:: Teks Bacaan ::

Dalam menentukan apakah suatu masalah merupakan masalah sosial atau bukan, para sosiolog menggunakan beberapa dasar sebagai ukuran, yaitu:
 
1. Kriteria umum 
Masalah sosial terjadi karena ada perbedaan antara nilai-nilai dalam suatu masyarakat dengan kondisi nyata kehidupan. Artinya, ada ketidakcocokan antara anggapan masyarakat tentang apa yang seharusnya terjadi dan kenyataan sebenarnya. Kriteria umum masalah sosial pun berbeda-beda di setiap masyarakat, hal ini tergantung pada nilai-nilai yang mereka anut. Contoh, di Indonesia “kumpul kebo” dilihat sebagai sebuah masalah, tetapi tidak demikian di Amerika. 

2. Sumber masalah sosial 
Selain bersumber dari interaksi sosial yang efektif, masalah sosial juga dapat bersumber dari gejala-gejala alam, seperti gempa bumi atau kemarau panjang. Namun tidak semua gejala alam menjadi sumber masalah sosial. Gejala alam menjadi sumber masalah sosial jika gejala tersebut mengakibatkan masalah sosial tertentu. Contohnya, banjir bukanlah masalah sosial. Namun akibat yang ditimbulkanya, seperti kehilangan tempat tinggal atau pencurian merupakan masalah sosial. 

3. Pihak yang menetapkan masalah sosial 
Dalam masyarakat, umumnya terdapat sekelompok kecil individu yang mempunyai kekuasaan dan wewenang untuk menentukan apakah sesuatu dianggap sebagai masalah sosial atau bukan. Kelompok-kelompok tersebut diantaranya adalah pemerintah, tokoh masyarakat, organisasi sosial, dewan atau musyawarah masyarakat.

:::

▶ **Petunjuk Pengerjaan**
(A) Dalam teks tentang masalah sosial, kelompok apa saja yang disebut berwenang menentukan apakah sesuatu dianggap masalah sosial atau bukan?
(B) Salin tanpa perubahan bagian teks tentang masalah sosial mulai dari "2. Sumber masalah" hingga "atau musyawarah masyarakat.", termasuk kedua batas tersebut.
Entri yang tercantum sesudah ini tidak berperan dalam hal ini.

:: Kumpulan Data ::

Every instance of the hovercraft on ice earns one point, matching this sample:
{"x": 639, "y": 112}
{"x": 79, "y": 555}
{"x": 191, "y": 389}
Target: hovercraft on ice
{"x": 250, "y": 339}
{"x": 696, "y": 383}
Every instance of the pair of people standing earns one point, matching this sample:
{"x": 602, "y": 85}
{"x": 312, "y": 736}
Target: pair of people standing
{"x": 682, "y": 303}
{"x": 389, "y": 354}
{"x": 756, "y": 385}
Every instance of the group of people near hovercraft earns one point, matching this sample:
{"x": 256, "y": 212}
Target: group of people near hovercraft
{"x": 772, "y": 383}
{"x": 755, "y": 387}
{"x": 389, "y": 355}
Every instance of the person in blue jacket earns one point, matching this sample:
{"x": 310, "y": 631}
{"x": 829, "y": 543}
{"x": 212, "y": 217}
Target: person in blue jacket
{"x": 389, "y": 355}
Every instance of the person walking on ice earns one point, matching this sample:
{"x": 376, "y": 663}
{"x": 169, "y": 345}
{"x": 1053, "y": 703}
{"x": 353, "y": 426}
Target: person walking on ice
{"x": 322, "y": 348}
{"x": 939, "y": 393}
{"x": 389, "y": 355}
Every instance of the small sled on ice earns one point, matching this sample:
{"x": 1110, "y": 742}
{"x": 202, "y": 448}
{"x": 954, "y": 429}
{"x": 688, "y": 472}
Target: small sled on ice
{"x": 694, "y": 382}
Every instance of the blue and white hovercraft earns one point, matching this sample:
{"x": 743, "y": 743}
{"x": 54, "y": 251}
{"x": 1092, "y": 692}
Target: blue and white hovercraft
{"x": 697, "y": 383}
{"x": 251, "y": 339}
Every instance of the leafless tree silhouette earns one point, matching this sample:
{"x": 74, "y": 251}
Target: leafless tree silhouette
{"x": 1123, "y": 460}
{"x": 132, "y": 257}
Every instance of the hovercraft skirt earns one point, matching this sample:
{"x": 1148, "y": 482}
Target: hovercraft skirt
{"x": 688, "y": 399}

:::

▶ **Kunci Jawaban**
(A) Pemerintah, tokoh masyarakat, organisasi sosial, dewan atau musyawarah masyarakat.

(B)
2. Sumber masalah sosial 
Selain bersumber dari interaksi sosial yang efektif, masalah sosial juga dapat bersumber dari gejala-gejala alam, seperti gempa bumi atau kemarau panjang. Namun tidak semua gejala alam menjadi sumber masalah sosial. Gejala alam menjadi sumber masalah sosial jika gejala tersebut mengakibatkan masalah sosial tertentu. Contohnya, banjir bukanlah masalah sosial. Namun akibat yang ditimbulkanya, seperti kehilangan tempat tinggal atau pencurian merupakan masalah sosial. 

3. Pihak yang menetapkan masalah sosial 
Dalam masyarakat, umumnya terdapat sekelompok kecil individu yang mempunyai kekuasaan dan wewenang untuk menentukan apakah sesuatu dianggap sebagai masalah sosial atau bukan. Kelompok-kelompok tersebut diantaranya adalah pemerintah, tokoh masyarakat, organisasi sosial, dewan atau musyawarah masyarakat.